[Intel-gfx] [PATCH igt] igt/drv_hangman: Use manual error-state generation
Daniel Vetter
daniel at ffwll.ch
Mon Oct 24 08:24:28 UTC 2016
On Thu, Oct 20, 2016 at 02:22:56PM +0100, Chris Wilson wrote:
> On Thu, Oct 20, 2016 at 03:14:30PM +0200, Daniel Vetter wrote:
> > On Thu, Oct 20, 2016 at 10:46:01AM +0100, Chris Wilson wrote:
> > > On Thu, Oct 20, 2016 at 11:29:05AM +0200, Daniel Vetter wrote:
> > > > On Thu, Oct 20, 2016 at 10:07:39AM +0100, Chris Wilson wrote:
> > > > > For the basic error state, we only desire that an error state be created
> > > > > following a hang. For that purpose, we do not need a real hang (slow
> > > > > 6-12s) but can inject one instead (fast <1s).

*Information supplied*:

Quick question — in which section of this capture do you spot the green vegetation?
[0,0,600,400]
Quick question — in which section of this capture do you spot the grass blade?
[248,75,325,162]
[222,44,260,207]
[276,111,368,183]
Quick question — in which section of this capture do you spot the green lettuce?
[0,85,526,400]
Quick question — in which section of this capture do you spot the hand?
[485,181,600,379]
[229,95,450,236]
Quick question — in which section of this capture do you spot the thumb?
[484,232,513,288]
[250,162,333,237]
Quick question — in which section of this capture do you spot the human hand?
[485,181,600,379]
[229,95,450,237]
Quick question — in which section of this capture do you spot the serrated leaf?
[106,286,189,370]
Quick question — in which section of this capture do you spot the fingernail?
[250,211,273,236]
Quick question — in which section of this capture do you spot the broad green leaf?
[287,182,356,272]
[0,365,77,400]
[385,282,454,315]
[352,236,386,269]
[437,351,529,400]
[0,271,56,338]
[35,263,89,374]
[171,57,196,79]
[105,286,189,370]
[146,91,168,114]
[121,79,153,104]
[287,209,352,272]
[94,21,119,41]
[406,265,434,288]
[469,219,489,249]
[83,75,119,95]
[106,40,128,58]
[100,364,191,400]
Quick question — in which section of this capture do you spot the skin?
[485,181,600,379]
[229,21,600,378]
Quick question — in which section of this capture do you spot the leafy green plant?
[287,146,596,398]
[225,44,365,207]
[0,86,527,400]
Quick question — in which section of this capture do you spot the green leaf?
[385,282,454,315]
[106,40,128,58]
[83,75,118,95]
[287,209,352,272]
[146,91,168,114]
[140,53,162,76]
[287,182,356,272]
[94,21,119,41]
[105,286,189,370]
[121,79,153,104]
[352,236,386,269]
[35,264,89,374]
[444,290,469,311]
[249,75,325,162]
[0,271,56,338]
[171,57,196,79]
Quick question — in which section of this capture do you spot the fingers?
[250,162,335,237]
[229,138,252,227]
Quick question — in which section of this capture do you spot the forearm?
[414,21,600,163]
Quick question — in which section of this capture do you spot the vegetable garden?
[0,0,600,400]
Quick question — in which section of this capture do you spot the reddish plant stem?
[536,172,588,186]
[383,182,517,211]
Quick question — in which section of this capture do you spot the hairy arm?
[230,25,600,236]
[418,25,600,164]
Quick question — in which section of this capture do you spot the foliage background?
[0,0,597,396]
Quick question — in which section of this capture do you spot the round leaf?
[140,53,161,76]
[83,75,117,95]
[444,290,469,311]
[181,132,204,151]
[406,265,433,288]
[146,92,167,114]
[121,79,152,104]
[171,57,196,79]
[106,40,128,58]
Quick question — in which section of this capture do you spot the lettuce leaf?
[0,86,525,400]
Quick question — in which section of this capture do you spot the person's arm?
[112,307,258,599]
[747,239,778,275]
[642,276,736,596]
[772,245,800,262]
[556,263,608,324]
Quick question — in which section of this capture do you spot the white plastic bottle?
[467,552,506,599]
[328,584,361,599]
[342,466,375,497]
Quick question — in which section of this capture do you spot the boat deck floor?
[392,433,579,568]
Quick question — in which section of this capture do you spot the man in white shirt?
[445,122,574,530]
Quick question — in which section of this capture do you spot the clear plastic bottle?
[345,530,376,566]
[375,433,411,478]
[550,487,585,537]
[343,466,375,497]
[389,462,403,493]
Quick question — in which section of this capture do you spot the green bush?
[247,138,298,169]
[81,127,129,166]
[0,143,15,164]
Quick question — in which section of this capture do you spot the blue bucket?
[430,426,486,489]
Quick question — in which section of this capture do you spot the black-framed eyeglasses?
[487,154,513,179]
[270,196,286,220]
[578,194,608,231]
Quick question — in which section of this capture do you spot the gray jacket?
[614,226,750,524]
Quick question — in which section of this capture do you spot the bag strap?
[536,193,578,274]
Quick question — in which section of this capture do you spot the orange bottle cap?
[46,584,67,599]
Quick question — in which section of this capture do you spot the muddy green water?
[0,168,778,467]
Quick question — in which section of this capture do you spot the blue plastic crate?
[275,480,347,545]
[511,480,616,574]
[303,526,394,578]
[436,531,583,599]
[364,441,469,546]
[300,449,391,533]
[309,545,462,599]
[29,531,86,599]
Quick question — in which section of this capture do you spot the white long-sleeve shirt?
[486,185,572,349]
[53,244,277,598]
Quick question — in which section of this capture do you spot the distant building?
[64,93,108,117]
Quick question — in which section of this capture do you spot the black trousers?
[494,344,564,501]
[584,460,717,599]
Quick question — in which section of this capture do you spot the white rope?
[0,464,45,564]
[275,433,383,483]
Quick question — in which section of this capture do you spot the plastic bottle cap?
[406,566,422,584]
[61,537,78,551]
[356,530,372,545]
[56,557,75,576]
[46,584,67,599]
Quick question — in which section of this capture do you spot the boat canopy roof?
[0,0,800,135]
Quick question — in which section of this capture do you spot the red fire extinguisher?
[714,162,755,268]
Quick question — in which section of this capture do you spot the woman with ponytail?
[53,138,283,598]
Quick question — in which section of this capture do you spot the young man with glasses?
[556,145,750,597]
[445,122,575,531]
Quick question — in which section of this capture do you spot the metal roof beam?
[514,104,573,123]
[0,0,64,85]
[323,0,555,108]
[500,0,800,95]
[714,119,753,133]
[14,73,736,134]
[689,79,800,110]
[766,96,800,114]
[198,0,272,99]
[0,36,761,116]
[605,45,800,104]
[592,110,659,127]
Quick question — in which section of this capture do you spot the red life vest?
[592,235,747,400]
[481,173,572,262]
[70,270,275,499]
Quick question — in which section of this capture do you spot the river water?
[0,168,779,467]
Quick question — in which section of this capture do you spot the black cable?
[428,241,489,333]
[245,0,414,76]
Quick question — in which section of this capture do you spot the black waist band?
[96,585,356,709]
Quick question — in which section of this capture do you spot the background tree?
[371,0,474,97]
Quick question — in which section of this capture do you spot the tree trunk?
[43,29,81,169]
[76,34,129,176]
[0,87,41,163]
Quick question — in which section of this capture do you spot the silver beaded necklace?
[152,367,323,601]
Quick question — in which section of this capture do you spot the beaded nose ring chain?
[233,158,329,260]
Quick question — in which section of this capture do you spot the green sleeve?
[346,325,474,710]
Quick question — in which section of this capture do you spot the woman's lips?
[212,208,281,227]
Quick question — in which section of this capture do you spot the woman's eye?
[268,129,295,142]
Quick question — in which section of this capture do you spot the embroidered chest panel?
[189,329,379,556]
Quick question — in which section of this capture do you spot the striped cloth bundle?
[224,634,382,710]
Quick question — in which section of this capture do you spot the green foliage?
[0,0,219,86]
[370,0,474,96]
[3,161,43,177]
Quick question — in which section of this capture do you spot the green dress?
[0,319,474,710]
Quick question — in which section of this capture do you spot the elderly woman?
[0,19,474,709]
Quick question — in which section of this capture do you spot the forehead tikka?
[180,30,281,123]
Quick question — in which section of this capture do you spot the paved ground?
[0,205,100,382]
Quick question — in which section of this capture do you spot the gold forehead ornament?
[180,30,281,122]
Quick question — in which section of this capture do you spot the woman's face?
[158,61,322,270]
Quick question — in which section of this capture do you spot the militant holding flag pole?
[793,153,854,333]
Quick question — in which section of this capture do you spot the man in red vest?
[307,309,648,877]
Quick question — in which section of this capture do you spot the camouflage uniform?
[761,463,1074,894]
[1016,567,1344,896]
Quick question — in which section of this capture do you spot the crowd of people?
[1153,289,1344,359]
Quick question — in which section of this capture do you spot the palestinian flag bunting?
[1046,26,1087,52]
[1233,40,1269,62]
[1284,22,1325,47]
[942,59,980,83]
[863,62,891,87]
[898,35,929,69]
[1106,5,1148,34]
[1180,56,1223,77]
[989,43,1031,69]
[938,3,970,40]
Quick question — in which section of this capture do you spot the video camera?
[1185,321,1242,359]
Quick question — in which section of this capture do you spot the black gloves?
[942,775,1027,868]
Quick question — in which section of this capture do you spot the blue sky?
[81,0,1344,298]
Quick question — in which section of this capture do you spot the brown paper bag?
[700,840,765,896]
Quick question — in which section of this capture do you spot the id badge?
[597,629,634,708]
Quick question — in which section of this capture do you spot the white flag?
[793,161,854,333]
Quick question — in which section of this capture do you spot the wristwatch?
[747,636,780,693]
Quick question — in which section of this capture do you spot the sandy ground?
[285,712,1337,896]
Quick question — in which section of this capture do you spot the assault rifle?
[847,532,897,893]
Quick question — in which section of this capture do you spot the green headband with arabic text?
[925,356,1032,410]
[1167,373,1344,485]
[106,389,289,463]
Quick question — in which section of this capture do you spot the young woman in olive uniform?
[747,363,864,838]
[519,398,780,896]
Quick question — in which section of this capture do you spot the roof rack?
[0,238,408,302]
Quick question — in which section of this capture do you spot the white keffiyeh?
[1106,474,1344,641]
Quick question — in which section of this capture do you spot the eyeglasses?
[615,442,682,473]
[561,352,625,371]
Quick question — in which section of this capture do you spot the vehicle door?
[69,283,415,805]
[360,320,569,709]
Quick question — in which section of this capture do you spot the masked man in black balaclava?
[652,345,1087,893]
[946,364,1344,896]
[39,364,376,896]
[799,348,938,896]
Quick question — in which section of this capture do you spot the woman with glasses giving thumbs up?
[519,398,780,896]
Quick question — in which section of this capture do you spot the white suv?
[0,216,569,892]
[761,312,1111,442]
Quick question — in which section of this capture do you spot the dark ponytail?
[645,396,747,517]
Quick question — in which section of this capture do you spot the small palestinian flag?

*Set of tasks*:
[A] From the Intel-gfx mailing list post, quote everything from "[Intel-gfx] [PATCH igt]" down to "instead (fast <1s).".
[B] Shorten the paragraph in the Intel-gfx mailing list post that begins "For the basic error state", keeping its main facts.
[C] Go on writing the Intel-gfx mailing list post from the point where it stops.

*Results for each task*:
[A]
[Intel-gfx] [PATCH igt] igt/drv_hangman: Use manual error-state generation
Daniel Vetter
daniel at ffwll.ch
Mon Oct 24 08:24:28 UTC 2016
On Thu, Oct 20, 2016 at 02:22:56PM +0100, Chris Wilson wrote:
> On Thu, Oct 20, 2016 at 03:14:30PM +0200, Daniel Vetter wrote:
> > On Thu, Oct 20, 2016 at 10:46:01AM +0100, Chris Wilson wrote:
> > > On Thu, Oct 20, 2016 at 11:29:05AM +0200, Daniel Vetter wrote:
> > > > On Thu, Oct 20, 2016 at 10:07:39AM +0100, Chris Wilson wrote:
> > > > > For the basic error state, we only desire that an error state be created
> > > > > following a hang. For that purpose, we do not need a real hang (slow
> > > > > 6-12s) but can inject one instead (fast <1s).

[B] The basic error state only needs to be created after a hang. A real hang isn't needed (slow, 6-12s). One can be injected instead (fast, under 1s).

[C]
> > > > >
> > > > > Signed-off-by: Chris Wilson <chris at chris-wilson.co.uk>
> > > >
> > > > Should we instead speed up hangcheck? I think there's lots of value in
> > > > making sure not just error dumping, but also hang detection works somewhat
> > > > in BAT. Since if it doesn't any attempt at a full run will lead to pretty
> > > > serious disasters. And I have this dream that BAT is the gating thing
> > > > deciding whether a patch series deserves a complete pre-merge run ;-)
> > >
> > > We have full-hang detection in BAT elsewhere as well. This particular
> > > test was only asking the question "do we generate an error state", hence
> > > why I felt it was safe to just do that and skip a simulated hang.
> >
> > Hm, is it worth it then in BAT? Or does the other test not check whether
> > the error capture part was mildly successful? Might be worth it to just
> > combine them (in BAT) for even more time saved. Either way ack on this.
>
> No, the other tests are to check we survive a hang, not that we generate
> post-mortem error state. This test takes approximately 0.2s on a slow
> device (at mild debug levels), and I think is concise enough to keep
> separate.
Ok, makes sense.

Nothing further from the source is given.